Data to examine Block Start
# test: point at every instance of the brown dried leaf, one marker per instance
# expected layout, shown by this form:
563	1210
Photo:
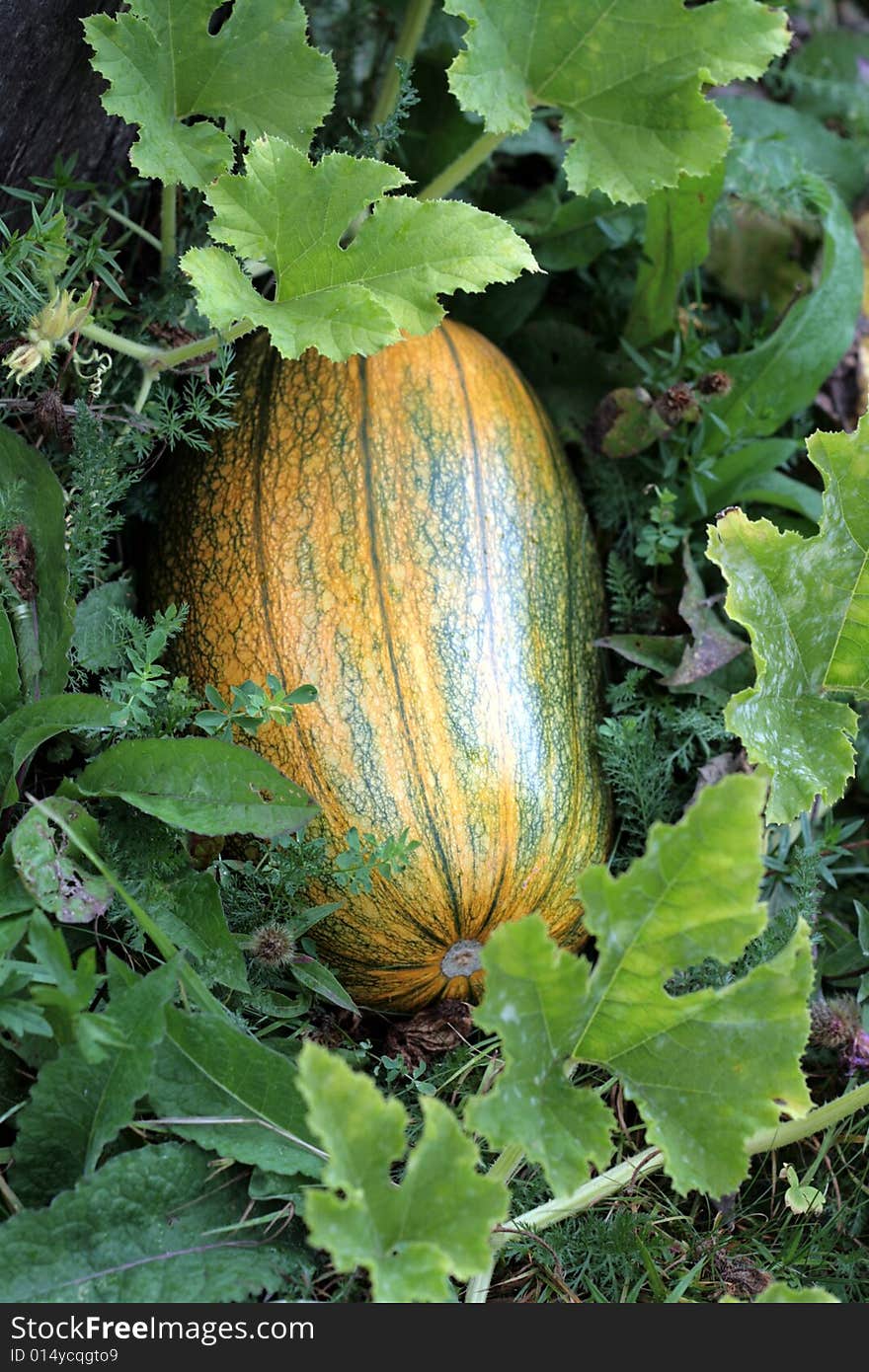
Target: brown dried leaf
430	1031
Data to examine Block End
### Activity
Omit every picture while transcribing the records above exactly.

### Exercise result
# test: point at every instance of the brown dried leaf, one marker per instance
# expected layout, shown by this form:
563	1210
Photo:
Target: brown dried leaf
430	1031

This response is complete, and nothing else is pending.